**THE REQUEST:**
In your copy, reproduce the entries exactly as they are, minus the images.

-------- DATA PROVIDED

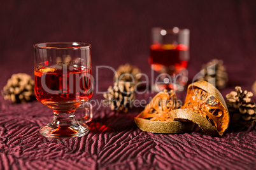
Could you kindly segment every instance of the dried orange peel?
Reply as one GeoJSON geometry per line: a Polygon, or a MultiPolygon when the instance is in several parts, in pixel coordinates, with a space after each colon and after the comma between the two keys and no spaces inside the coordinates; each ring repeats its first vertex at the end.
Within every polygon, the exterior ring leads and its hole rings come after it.
{"type": "Polygon", "coordinates": [[[170,112],[170,117],[174,121],[192,121],[208,134],[222,136],[229,126],[229,114],[225,100],[208,82],[198,81],[188,86],[181,108],[185,109],[170,112]]]}
{"type": "Polygon", "coordinates": [[[169,112],[178,108],[176,94],[167,90],[158,93],[145,110],[134,118],[138,127],[144,131],[157,133],[181,133],[191,131],[194,123],[173,121],[169,112]]]}

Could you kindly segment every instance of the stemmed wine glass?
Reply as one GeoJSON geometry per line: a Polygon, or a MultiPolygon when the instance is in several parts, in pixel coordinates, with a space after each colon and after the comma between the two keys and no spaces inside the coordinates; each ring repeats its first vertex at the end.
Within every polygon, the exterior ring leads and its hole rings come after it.
{"type": "Polygon", "coordinates": [[[92,118],[88,100],[93,91],[91,45],[83,43],[46,43],[34,45],[34,91],[36,99],[52,108],[53,119],[42,126],[46,137],[82,136],[89,131],[86,122],[92,118]],[[75,111],[84,108],[85,116],[76,120],[75,111]]]}

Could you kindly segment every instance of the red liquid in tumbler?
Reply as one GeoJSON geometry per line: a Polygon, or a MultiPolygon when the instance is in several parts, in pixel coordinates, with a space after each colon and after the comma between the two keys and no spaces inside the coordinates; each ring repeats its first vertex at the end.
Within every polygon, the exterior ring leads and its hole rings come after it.
{"type": "Polygon", "coordinates": [[[159,72],[163,67],[174,67],[175,70],[185,69],[188,65],[188,49],[180,44],[153,44],[150,46],[149,63],[155,71],[159,72]]]}
{"type": "Polygon", "coordinates": [[[87,101],[92,95],[92,70],[73,66],[41,67],[34,70],[34,91],[43,104],[87,101]],[[45,88],[45,86],[46,88],[45,88]],[[52,93],[53,92],[53,93],[52,93]]]}

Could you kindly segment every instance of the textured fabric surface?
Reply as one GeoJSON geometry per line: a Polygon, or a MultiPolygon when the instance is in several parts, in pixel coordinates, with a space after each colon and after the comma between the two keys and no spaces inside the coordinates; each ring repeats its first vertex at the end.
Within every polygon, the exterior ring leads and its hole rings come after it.
{"type": "MultiPolygon", "coordinates": [[[[253,1],[2,1],[0,89],[12,74],[33,75],[32,45],[42,42],[91,43],[94,76],[97,66],[116,69],[126,62],[150,75],[151,28],[178,26],[191,32],[190,82],[202,64],[217,58],[229,76],[224,96],[236,86],[251,91],[256,78],[255,8],[253,1]]],[[[103,99],[99,91],[112,84],[112,72],[98,73],[94,103],[103,99]]],[[[136,96],[149,102],[155,95],[136,96]]],[[[177,95],[184,101],[186,91],[177,95]]],[[[88,135],[50,139],[38,129],[52,119],[51,109],[37,101],[11,104],[0,96],[0,169],[255,169],[255,126],[229,130],[220,138],[197,129],[153,134],[133,121],[143,107],[125,114],[96,104],[88,135]]]]}

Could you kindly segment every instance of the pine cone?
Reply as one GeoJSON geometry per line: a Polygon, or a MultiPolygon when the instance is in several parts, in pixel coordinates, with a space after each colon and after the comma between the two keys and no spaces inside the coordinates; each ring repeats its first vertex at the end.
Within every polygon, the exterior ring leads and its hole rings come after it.
{"type": "Polygon", "coordinates": [[[215,84],[218,89],[225,88],[228,76],[222,60],[213,59],[208,63],[203,65],[202,70],[203,77],[198,79],[198,81],[206,81],[213,85],[215,84]]]}
{"type": "MultiPolygon", "coordinates": [[[[134,82],[134,85],[141,81],[141,70],[136,67],[129,63],[120,65],[117,70],[117,80],[118,81],[134,82]]],[[[116,81],[114,77],[114,82],[116,81]]]]}
{"type": "Polygon", "coordinates": [[[23,103],[32,100],[34,93],[34,81],[25,73],[13,74],[2,91],[5,100],[13,103],[23,103]]]}
{"type": "Polygon", "coordinates": [[[127,112],[132,107],[132,102],[135,100],[134,88],[131,82],[119,82],[115,83],[114,87],[110,86],[108,93],[103,94],[105,102],[110,105],[111,110],[127,112]]]}
{"type": "Polygon", "coordinates": [[[256,81],[252,85],[252,91],[253,91],[254,95],[256,95],[256,81]]]}
{"type": "Polygon", "coordinates": [[[236,87],[236,90],[226,95],[231,124],[248,127],[256,119],[255,103],[251,102],[250,98],[253,94],[246,90],[243,91],[241,87],[236,87]]]}

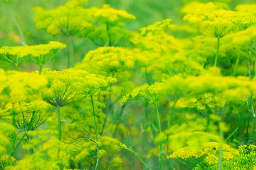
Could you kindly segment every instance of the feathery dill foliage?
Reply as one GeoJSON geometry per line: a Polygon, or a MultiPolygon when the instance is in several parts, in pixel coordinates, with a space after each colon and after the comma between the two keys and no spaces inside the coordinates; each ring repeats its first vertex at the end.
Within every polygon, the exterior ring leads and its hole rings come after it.
{"type": "Polygon", "coordinates": [[[129,7],[150,1],[35,6],[50,41],[0,0],[19,32],[0,48],[0,169],[256,169],[256,4],[183,1],[183,21],[146,26],[129,7]]]}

----------------

**EXERCISE OUTPUT:**
Could you kindly segment every instance of the dried orange peel?
Reply as one GeoJSON geometry per line: a Polygon, or a MultiPolygon when the instance is in several parts, in pixel coordinates, with a space after each colon and after the comma between the two keys and no spaces inside the coordinates; each ring repeats its first vertex at the end.
Within every polygon, the exterior ring leads and its hole rings come after it.
{"type": "Polygon", "coordinates": [[[170,112],[170,117],[174,121],[192,121],[208,134],[222,136],[229,126],[229,114],[225,100],[208,82],[198,81],[188,86],[181,108],[185,109],[170,112]]]}
{"type": "Polygon", "coordinates": [[[169,112],[178,108],[176,94],[167,90],[158,93],[145,110],[134,118],[138,127],[144,131],[157,133],[181,133],[191,131],[194,123],[173,121],[169,112]]]}

Could you kindly segment every instance of the stemmed wine glass?
Reply as one GeoJSON geometry per line: a Polygon, or a MultiPolygon when the instance is in several parts, in pixel coordinates, with a space after each colon and after the comma between the two keys and no spaces inside the coordinates; each ring repeats its first vertex at the end.
Within every polygon, the exterior ring leads and its hole rings come after it.
{"type": "Polygon", "coordinates": [[[92,118],[88,100],[93,91],[91,45],[83,43],[46,43],[34,45],[34,91],[36,99],[52,108],[53,119],[42,126],[46,137],[82,136],[89,131],[86,122],[92,118]],[[75,111],[84,108],[85,116],[76,120],[75,111]]]}

Could you kindly segment every instance of the red liquid in tumbler?
Reply as one GeoJSON geometry per line: a Polygon, or a MultiPolygon when the instance is in several parts, in pixel coordinates, with a space after each colon and after the comma between the two keys and no spaces inside the coordinates; each ring repeats its first vertex at the end.
Within every polygon, the exterior ring leads and its hole rings come after it.
{"type": "Polygon", "coordinates": [[[159,72],[163,67],[174,67],[175,70],[185,69],[188,65],[188,49],[180,44],[153,44],[150,46],[149,63],[155,71],[159,72]]]}
{"type": "Polygon", "coordinates": [[[87,101],[92,95],[92,70],[73,66],[41,67],[34,70],[34,91],[43,104],[87,101]],[[45,88],[45,86],[46,88],[45,88]],[[52,93],[53,92],[53,93],[52,93]]]}

Could you kindly segment every instance of the textured fabric surface?
Reply as one GeoJSON geometry per line: a Polygon, or a MultiPolygon when the instance is in several parts, in pixel coordinates, with a space after each colon and after the comma between the two keys and no spaces inside the coordinates; each ring repeats its first vertex at the end.
Within every polygon, the exterior ring leads and its hole rings come after it.
{"type": "MultiPolygon", "coordinates": [[[[253,1],[2,1],[0,89],[12,74],[33,75],[32,45],[42,42],[91,43],[94,76],[97,66],[116,69],[126,62],[150,75],[151,28],[178,26],[191,32],[190,82],[202,64],[217,58],[229,76],[224,96],[236,86],[251,91],[256,78],[255,8],[253,1]]],[[[103,99],[99,91],[112,84],[112,72],[98,73],[94,103],[103,99]]],[[[136,96],[149,102],[155,95],[136,96]]],[[[177,95],[184,101],[186,91],[177,95]]],[[[88,135],[50,139],[38,129],[52,119],[51,109],[37,101],[11,104],[0,96],[0,169],[255,169],[255,126],[229,130],[220,138],[197,129],[153,134],[133,121],[143,107],[125,114],[96,104],[88,135]]]]}

Could you kindly segment every instance of the pine cone?
Reply as one GeoJSON geometry per line: a Polygon, or a MultiPolygon when the instance is in several parts, in pixel coordinates, with a space after each colon and after the comma between the two keys and no spaces inside the coordinates; each ring repeats its first vertex at the end.
Within every polygon, the exterior ring leads and its hole rings come after it.
{"type": "Polygon", "coordinates": [[[215,84],[218,89],[225,88],[228,76],[222,60],[213,59],[208,63],[203,65],[202,70],[203,77],[198,79],[198,81],[206,81],[213,85],[215,84]]]}
{"type": "MultiPolygon", "coordinates": [[[[134,82],[134,85],[141,81],[141,70],[136,67],[129,63],[120,65],[117,70],[117,80],[118,81],[134,82]]],[[[116,81],[114,77],[114,82],[116,81]]]]}
{"type": "Polygon", "coordinates": [[[23,103],[32,100],[34,93],[34,81],[25,73],[13,74],[2,91],[5,100],[13,103],[23,103]]]}
{"type": "Polygon", "coordinates": [[[127,112],[132,107],[132,102],[135,100],[134,88],[131,82],[119,82],[115,83],[114,87],[110,86],[108,93],[103,94],[105,102],[110,105],[111,110],[127,112]]]}
{"type": "Polygon", "coordinates": [[[256,81],[252,85],[252,91],[253,91],[254,95],[256,95],[256,81]]]}
{"type": "Polygon", "coordinates": [[[236,87],[236,90],[226,95],[231,124],[248,127],[256,119],[255,103],[251,102],[250,98],[253,94],[246,90],[243,91],[241,87],[236,87]]]}

Could you kindly segment every instance of the feathery dill foliage?
Reply as one GeoJSON geometry per line: a Polygon, or a MultiPolygon when the instance is in several parts, in pixel coordinates, with a space after each colon and after the comma between the two keys and no spaces inside the coordinates; each ring repeats its first vertex at the end.
Within every polygon, the exterior ring leads and its hole rings come after it.
{"type": "Polygon", "coordinates": [[[129,7],[150,1],[35,6],[50,41],[0,0],[19,32],[0,48],[0,169],[256,169],[256,4],[183,1],[183,21],[146,26],[129,7]]]}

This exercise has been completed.